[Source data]
╭──
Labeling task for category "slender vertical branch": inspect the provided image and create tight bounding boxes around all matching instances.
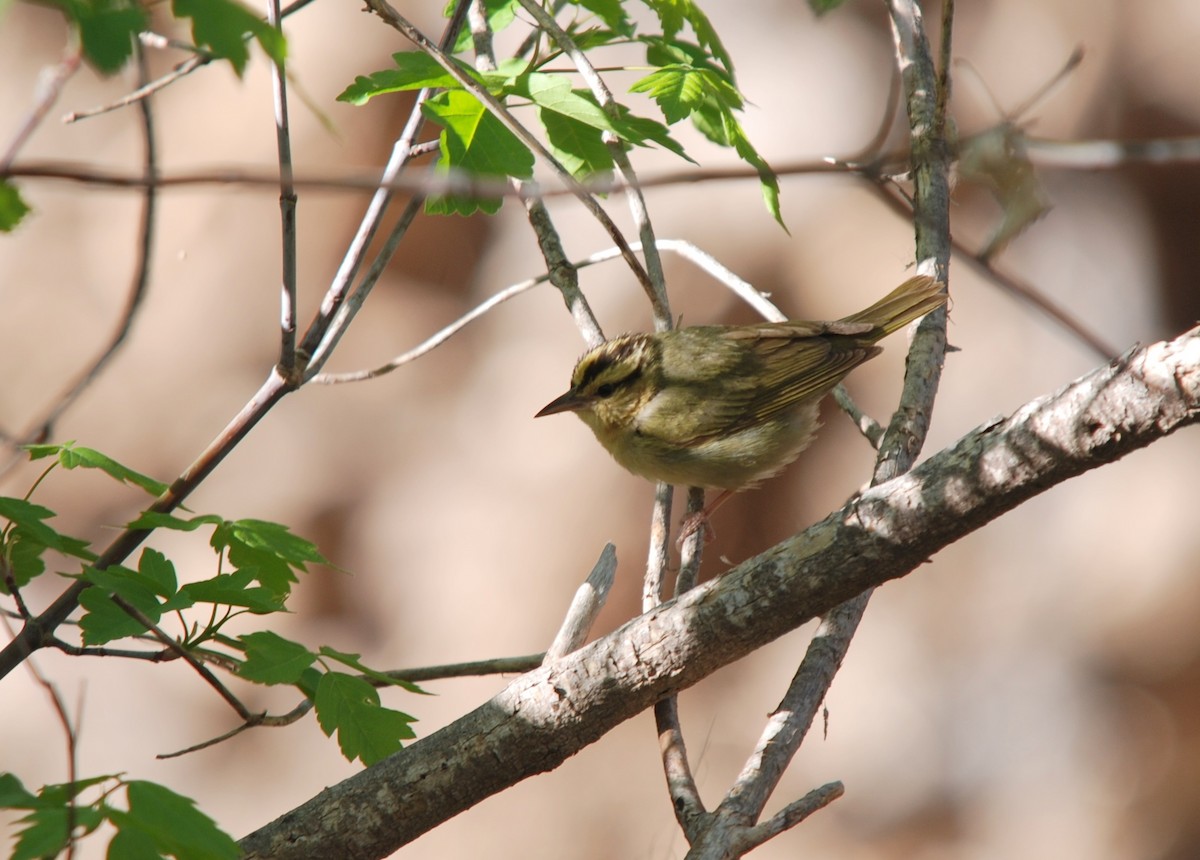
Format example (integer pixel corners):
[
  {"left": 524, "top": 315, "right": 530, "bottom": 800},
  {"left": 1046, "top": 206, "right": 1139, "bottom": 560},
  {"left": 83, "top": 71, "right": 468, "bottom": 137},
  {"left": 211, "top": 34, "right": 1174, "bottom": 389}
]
[
  {"left": 266, "top": 0, "right": 296, "bottom": 378},
  {"left": 300, "top": 2, "right": 469, "bottom": 381}
]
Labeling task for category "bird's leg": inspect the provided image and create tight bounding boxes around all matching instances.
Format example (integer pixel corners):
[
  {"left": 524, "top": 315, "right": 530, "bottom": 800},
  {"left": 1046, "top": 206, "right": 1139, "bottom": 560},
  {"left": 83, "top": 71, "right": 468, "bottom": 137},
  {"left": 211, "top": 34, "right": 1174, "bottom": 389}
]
[{"left": 676, "top": 489, "right": 733, "bottom": 547}]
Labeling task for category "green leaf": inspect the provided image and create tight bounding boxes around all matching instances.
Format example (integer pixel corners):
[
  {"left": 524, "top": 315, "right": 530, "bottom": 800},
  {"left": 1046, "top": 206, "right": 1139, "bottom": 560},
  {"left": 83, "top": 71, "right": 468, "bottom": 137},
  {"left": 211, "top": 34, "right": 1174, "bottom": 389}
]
[
  {"left": 55, "top": 0, "right": 149, "bottom": 74},
  {"left": 25, "top": 441, "right": 167, "bottom": 495},
  {"left": 138, "top": 547, "right": 179, "bottom": 597},
  {"left": 575, "top": 0, "right": 635, "bottom": 34},
  {"left": 170, "top": 0, "right": 287, "bottom": 78},
  {"left": 178, "top": 567, "right": 284, "bottom": 615},
  {"left": 538, "top": 110, "right": 613, "bottom": 180},
  {"left": 0, "top": 179, "right": 30, "bottom": 233},
  {"left": 515, "top": 73, "right": 616, "bottom": 179},
  {"left": 209, "top": 519, "right": 329, "bottom": 595},
  {"left": 445, "top": 0, "right": 521, "bottom": 54},
  {"left": 725, "top": 113, "right": 787, "bottom": 230},
  {"left": 313, "top": 672, "right": 416, "bottom": 765},
  {"left": 238, "top": 631, "right": 317, "bottom": 684},
  {"left": 613, "top": 104, "right": 696, "bottom": 164},
  {"left": 422, "top": 90, "right": 533, "bottom": 215},
  {"left": 629, "top": 65, "right": 712, "bottom": 125},
  {"left": 79, "top": 588, "right": 146, "bottom": 645},
  {"left": 79, "top": 565, "right": 162, "bottom": 645},
  {"left": 514, "top": 72, "right": 614, "bottom": 132},
  {"left": 646, "top": 0, "right": 733, "bottom": 77},
  {"left": 0, "top": 525, "right": 46, "bottom": 594},
  {"left": 0, "top": 771, "right": 37, "bottom": 810},
  {"left": 809, "top": 0, "right": 846, "bottom": 16},
  {"left": 11, "top": 806, "right": 70, "bottom": 860},
  {"left": 320, "top": 645, "right": 432, "bottom": 696},
  {"left": 108, "top": 780, "right": 241, "bottom": 860},
  {"left": 0, "top": 497, "right": 96, "bottom": 561},
  {"left": 107, "top": 828, "right": 162, "bottom": 860},
  {"left": 125, "top": 511, "right": 226, "bottom": 531},
  {"left": 337, "top": 50, "right": 479, "bottom": 104}
]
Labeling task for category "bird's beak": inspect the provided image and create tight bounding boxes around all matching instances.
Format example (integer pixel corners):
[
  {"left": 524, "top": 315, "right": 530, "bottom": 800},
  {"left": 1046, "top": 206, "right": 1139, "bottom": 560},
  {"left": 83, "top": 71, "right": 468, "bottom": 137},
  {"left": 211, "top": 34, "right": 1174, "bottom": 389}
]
[{"left": 534, "top": 389, "right": 587, "bottom": 419}]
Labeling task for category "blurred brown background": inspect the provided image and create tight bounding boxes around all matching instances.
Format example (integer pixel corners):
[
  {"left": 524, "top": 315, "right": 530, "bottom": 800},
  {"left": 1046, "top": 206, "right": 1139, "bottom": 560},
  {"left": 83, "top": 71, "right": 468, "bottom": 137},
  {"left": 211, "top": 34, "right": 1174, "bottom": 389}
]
[{"left": 0, "top": 0, "right": 1200, "bottom": 860}]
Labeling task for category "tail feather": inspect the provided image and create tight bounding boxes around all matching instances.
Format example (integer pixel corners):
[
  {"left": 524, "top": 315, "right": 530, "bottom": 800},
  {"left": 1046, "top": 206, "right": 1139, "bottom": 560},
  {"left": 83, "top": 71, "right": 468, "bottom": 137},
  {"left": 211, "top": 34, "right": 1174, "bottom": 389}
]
[{"left": 840, "top": 275, "right": 947, "bottom": 338}]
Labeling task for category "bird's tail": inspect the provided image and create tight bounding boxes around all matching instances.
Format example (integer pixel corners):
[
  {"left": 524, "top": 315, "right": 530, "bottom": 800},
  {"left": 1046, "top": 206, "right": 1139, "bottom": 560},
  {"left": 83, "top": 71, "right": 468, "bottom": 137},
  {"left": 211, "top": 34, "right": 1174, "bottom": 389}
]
[{"left": 839, "top": 275, "right": 947, "bottom": 338}]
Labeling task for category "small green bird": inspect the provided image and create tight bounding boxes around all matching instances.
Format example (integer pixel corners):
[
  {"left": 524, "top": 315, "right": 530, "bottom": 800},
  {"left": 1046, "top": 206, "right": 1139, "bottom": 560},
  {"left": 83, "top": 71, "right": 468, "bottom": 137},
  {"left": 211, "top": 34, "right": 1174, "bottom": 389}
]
[{"left": 536, "top": 276, "right": 947, "bottom": 496}]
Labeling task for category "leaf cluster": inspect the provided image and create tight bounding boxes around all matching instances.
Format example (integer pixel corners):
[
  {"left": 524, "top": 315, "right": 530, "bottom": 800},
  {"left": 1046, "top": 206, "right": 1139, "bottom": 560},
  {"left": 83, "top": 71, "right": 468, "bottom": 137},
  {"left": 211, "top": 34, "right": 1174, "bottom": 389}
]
[
  {"left": 338, "top": 0, "right": 780, "bottom": 219},
  {"left": 0, "top": 443, "right": 424, "bottom": 858}
]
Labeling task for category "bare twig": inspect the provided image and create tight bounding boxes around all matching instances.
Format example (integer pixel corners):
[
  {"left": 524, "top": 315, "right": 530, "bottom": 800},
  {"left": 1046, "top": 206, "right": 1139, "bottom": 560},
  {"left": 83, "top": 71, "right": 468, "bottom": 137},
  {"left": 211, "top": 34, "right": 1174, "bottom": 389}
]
[
  {"left": 241, "top": 329, "right": 1200, "bottom": 860},
  {"left": 266, "top": 0, "right": 296, "bottom": 379},
  {"left": 62, "top": 0, "right": 313, "bottom": 122},
  {"left": 0, "top": 48, "right": 158, "bottom": 473},
  {"left": 688, "top": 0, "right": 953, "bottom": 860},
  {"left": 514, "top": 188, "right": 604, "bottom": 348},
  {"left": 545, "top": 543, "right": 617, "bottom": 662},
  {"left": 300, "top": 2, "right": 468, "bottom": 381},
  {"left": 0, "top": 43, "right": 83, "bottom": 170},
  {"left": 520, "top": 0, "right": 674, "bottom": 331}
]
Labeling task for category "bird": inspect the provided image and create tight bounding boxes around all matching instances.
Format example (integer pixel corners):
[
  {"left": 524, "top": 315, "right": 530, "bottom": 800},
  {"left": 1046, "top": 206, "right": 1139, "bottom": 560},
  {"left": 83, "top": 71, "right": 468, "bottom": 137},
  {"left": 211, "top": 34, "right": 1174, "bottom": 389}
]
[{"left": 535, "top": 275, "right": 947, "bottom": 527}]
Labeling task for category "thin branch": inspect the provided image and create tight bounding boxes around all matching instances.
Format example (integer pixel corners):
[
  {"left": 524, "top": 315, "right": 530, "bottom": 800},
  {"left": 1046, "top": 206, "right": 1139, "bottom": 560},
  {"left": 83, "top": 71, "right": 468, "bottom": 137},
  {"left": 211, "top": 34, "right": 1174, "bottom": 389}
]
[
  {"left": 520, "top": 0, "right": 674, "bottom": 331},
  {"left": 545, "top": 543, "right": 617, "bottom": 662},
  {"left": 266, "top": 0, "right": 296, "bottom": 379},
  {"left": 0, "top": 42, "right": 158, "bottom": 465},
  {"left": 514, "top": 188, "right": 605, "bottom": 349},
  {"left": 0, "top": 368, "right": 292, "bottom": 678},
  {"left": 367, "top": 0, "right": 654, "bottom": 302},
  {"left": 688, "top": 0, "right": 953, "bottom": 860},
  {"left": 241, "top": 327, "right": 1200, "bottom": 860},
  {"left": 0, "top": 43, "right": 83, "bottom": 170},
  {"left": 300, "top": 2, "right": 468, "bottom": 381},
  {"left": 384, "top": 654, "right": 546, "bottom": 684},
  {"left": 62, "top": 0, "right": 313, "bottom": 124}
]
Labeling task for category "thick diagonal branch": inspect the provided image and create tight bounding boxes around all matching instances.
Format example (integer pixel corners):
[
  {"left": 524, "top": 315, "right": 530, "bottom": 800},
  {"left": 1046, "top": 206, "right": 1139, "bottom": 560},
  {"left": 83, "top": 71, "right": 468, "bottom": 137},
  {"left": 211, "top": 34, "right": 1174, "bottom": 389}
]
[{"left": 241, "top": 327, "right": 1200, "bottom": 860}]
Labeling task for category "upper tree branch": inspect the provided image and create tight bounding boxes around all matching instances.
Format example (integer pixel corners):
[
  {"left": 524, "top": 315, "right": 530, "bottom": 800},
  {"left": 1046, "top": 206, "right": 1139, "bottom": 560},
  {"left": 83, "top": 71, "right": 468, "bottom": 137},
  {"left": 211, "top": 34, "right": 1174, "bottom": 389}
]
[{"left": 241, "top": 327, "right": 1200, "bottom": 860}]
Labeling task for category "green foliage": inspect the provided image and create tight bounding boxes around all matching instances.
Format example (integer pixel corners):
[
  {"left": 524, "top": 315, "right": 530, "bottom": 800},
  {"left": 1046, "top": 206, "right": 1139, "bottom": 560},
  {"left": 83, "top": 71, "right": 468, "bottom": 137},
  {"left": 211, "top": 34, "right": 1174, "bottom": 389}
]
[
  {"left": 0, "top": 774, "right": 241, "bottom": 860},
  {"left": 313, "top": 672, "right": 416, "bottom": 764},
  {"left": 0, "top": 443, "right": 424, "bottom": 860},
  {"left": 809, "top": 0, "right": 846, "bottom": 14},
  {"left": 338, "top": 0, "right": 782, "bottom": 224},
  {"left": 25, "top": 441, "right": 167, "bottom": 495},
  {"left": 170, "top": 0, "right": 287, "bottom": 78},
  {"left": 0, "top": 179, "right": 30, "bottom": 233}
]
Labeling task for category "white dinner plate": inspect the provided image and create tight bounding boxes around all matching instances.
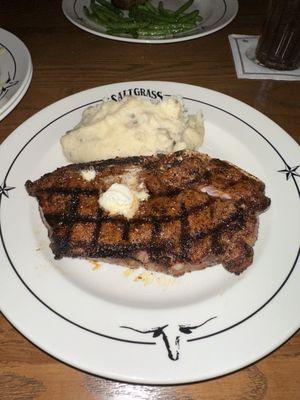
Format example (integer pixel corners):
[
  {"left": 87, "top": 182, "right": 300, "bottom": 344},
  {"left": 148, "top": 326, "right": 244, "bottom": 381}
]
[
  {"left": 0, "top": 28, "right": 32, "bottom": 121},
  {"left": 0, "top": 81, "right": 300, "bottom": 384},
  {"left": 62, "top": 0, "right": 238, "bottom": 44}
]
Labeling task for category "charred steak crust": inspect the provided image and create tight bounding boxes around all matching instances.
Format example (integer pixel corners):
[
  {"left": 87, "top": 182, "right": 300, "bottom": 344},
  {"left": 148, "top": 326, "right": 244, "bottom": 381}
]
[{"left": 25, "top": 151, "right": 270, "bottom": 275}]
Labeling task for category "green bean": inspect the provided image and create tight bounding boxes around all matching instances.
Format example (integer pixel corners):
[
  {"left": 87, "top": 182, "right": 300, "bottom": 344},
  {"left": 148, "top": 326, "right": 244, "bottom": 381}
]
[
  {"left": 83, "top": 0, "right": 201, "bottom": 38},
  {"left": 175, "top": 0, "right": 194, "bottom": 15}
]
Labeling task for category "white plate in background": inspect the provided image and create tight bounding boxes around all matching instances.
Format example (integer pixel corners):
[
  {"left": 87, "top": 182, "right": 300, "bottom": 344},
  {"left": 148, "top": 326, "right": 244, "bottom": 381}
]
[
  {"left": 0, "top": 28, "right": 32, "bottom": 121},
  {"left": 0, "top": 81, "right": 300, "bottom": 384}
]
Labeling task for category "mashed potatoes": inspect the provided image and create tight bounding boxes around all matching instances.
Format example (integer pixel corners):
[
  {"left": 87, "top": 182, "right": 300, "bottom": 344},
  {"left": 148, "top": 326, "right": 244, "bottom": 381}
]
[{"left": 61, "top": 96, "right": 204, "bottom": 162}]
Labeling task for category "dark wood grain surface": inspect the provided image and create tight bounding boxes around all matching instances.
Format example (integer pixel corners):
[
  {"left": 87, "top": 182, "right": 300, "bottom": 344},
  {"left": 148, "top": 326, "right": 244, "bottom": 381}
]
[{"left": 0, "top": 0, "right": 300, "bottom": 400}]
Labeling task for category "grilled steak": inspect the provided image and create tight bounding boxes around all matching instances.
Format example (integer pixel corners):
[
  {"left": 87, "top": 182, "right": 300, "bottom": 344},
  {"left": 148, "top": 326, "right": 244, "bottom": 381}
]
[{"left": 26, "top": 151, "right": 270, "bottom": 276}]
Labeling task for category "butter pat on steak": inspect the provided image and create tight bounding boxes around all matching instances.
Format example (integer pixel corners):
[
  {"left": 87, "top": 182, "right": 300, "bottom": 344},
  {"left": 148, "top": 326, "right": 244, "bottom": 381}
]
[{"left": 26, "top": 151, "right": 270, "bottom": 276}]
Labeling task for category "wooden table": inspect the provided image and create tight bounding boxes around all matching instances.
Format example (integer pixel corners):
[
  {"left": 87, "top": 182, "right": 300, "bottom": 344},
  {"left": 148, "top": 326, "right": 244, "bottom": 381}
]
[{"left": 0, "top": 0, "right": 300, "bottom": 400}]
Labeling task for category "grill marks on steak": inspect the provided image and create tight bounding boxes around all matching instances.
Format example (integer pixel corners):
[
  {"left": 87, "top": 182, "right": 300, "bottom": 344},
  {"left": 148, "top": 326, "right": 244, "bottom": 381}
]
[{"left": 26, "top": 151, "right": 270, "bottom": 275}]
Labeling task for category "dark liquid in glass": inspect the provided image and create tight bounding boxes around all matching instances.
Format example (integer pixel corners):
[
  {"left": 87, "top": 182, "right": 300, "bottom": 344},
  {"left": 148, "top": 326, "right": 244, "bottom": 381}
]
[{"left": 256, "top": 0, "right": 300, "bottom": 70}]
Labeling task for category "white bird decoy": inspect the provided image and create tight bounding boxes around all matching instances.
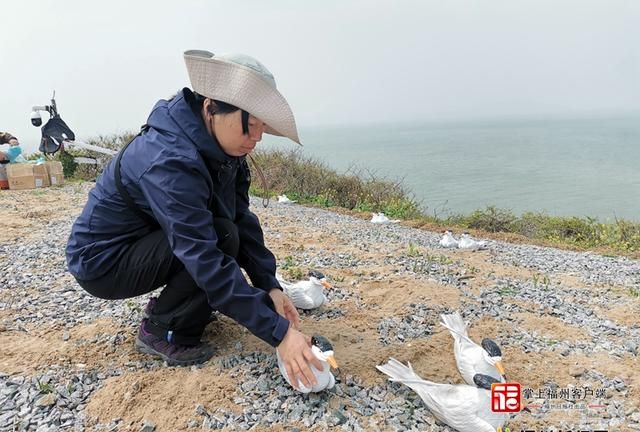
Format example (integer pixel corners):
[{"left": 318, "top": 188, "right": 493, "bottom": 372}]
[
  {"left": 440, "top": 312, "right": 506, "bottom": 385},
  {"left": 458, "top": 232, "right": 487, "bottom": 250},
  {"left": 376, "top": 358, "right": 509, "bottom": 432},
  {"left": 371, "top": 213, "right": 400, "bottom": 224},
  {"left": 278, "top": 195, "right": 295, "bottom": 204},
  {"left": 276, "top": 336, "right": 338, "bottom": 393},
  {"left": 276, "top": 270, "right": 331, "bottom": 310},
  {"left": 440, "top": 230, "right": 458, "bottom": 248}
]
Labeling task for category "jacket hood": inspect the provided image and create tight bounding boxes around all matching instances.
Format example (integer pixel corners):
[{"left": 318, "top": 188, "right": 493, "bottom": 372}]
[{"left": 147, "top": 88, "right": 237, "bottom": 163}]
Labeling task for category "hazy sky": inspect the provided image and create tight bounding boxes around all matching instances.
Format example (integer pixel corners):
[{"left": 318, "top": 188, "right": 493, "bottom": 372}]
[{"left": 0, "top": 0, "right": 640, "bottom": 149}]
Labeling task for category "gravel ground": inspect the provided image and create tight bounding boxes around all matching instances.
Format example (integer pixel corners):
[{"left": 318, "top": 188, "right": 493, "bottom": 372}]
[{"left": 0, "top": 192, "right": 640, "bottom": 432}]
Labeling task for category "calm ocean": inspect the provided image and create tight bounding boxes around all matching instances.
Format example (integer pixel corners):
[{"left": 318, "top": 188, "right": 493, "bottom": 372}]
[{"left": 265, "top": 116, "right": 640, "bottom": 221}]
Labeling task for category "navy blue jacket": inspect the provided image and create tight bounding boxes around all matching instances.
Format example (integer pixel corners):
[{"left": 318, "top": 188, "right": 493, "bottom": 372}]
[{"left": 66, "top": 89, "right": 289, "bottom": 346}]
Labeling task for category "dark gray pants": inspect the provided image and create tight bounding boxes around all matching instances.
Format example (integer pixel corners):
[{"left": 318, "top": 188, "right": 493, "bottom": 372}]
[{"left": 78, "top": 218, "right": 240, "bottom": 345}]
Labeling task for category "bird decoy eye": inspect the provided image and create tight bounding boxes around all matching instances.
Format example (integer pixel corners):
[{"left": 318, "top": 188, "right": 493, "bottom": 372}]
[
  {"left": 309, "top": 270, "right": 324, "bottom": 279},
  {"left": 480, "top": 338, "right": 502, "bottom": 357},
  {"left": 311, "top": 335, "right": 333, "bottom": 352},
  {"left": 473, "top": 374, "right": 500, "bottom": 390}
]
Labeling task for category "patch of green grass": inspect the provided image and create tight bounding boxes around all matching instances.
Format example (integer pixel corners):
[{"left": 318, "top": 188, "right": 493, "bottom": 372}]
[{"left": 76, "top": 132, "right": 640, "bottom": 256}]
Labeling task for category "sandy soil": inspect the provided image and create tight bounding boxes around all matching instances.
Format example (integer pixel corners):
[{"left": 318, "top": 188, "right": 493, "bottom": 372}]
[{"left": 0, "top": 185, "right": 640, "bottom": 431}]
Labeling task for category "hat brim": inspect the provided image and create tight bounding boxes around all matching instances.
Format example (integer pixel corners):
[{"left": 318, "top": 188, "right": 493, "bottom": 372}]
[{"left": 184, "top": 51, "right": 301, "bottom": 144}]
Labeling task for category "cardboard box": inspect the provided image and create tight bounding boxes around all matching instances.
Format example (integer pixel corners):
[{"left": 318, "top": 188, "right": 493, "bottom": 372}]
[
  {"left": 7, "top": 164, "right": 51, "bottom": 190},
  {"left": 44, "top": 161, "right": 64, "bottom": 186}
]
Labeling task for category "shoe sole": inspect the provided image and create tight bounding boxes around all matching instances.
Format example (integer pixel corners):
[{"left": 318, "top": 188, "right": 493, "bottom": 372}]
[{"left": 136, "top": 339, "right": 213, "bottom": 366}]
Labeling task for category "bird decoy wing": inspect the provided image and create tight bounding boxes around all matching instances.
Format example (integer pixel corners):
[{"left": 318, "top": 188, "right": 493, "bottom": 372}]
[{"left": 419, "top": 385, "right": 496, "bottom": 432}]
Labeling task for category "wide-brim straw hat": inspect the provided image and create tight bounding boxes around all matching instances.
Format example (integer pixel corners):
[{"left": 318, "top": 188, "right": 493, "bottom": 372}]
[{"left": 184, "top": 50, "right": 300, "bottom": 144}]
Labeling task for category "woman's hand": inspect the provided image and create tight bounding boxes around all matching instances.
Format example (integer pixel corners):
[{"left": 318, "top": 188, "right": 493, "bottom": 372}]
[
  {"left": 269, "top": 288, "right": 300, "bottom": 330},
  {"left": 277, "top": 327, "right": 322, "bottom": 390}
]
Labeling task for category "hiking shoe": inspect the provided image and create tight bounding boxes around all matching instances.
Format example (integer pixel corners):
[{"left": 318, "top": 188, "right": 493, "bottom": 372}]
[{"left": 136, "top": 319, "right": 213, "bottom": 366}]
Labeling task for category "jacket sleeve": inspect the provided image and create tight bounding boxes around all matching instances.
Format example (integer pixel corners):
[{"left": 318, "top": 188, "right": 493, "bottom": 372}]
[
  {"left": 235, "top": 159, "right": 282, "bottom": 291},
  {"left": 139, "top": 158, "right": 289, "bottom": 347}
]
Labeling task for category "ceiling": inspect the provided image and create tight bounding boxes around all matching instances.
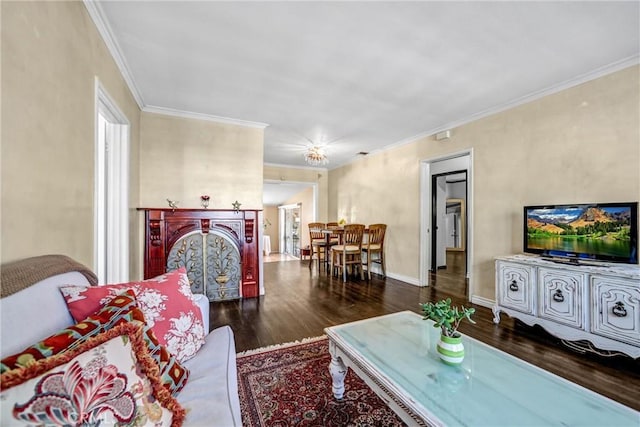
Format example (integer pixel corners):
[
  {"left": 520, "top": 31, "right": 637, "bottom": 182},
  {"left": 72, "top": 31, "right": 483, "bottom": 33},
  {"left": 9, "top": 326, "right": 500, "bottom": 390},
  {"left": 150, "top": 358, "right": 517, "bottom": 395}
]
[
  {"left": 91, "top": 0, "right": 640, "bottom": 204},
  {"left": 92, "top": 0, "right": 640, "bottom": 172}
]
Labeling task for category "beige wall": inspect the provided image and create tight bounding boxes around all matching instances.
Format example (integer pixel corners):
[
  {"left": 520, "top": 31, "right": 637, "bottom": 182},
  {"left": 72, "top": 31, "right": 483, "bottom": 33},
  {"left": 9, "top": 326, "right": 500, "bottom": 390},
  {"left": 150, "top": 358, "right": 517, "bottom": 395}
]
[
  {"left": 0, "top": 1, "right": 140, "bottom": 277},
  {"left": 329, "top": 66, "right": 640, "bottom": 299},
  {"left": 264, "top": 165, "right": 329, "bottom": 222},
  {"left": 140, "top": 113, "right": 264, "bottom": 209}
]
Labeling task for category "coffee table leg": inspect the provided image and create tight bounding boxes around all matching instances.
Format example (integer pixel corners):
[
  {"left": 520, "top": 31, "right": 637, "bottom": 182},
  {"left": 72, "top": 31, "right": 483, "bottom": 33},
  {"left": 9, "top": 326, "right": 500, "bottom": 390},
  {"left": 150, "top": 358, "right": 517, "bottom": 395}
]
[{"left": 329, "top": 351, "right": 347, "bottom": 399}]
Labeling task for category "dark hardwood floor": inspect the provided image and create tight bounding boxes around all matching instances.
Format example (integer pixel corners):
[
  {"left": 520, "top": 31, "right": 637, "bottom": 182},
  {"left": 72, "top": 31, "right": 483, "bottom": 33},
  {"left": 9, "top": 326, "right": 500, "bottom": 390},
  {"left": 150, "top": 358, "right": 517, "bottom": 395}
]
╰──
What you have to do
Locate each line in the records above that contains the string "shoe" and copy those lines out in full.

The output
Labeling task for category "shoe sole": inspect the provided image and create tight bounding boxes around all matching instances.
Labeling task for category "hiking shoe": inspect the provided image and create tight bounding boxes around all matching instances.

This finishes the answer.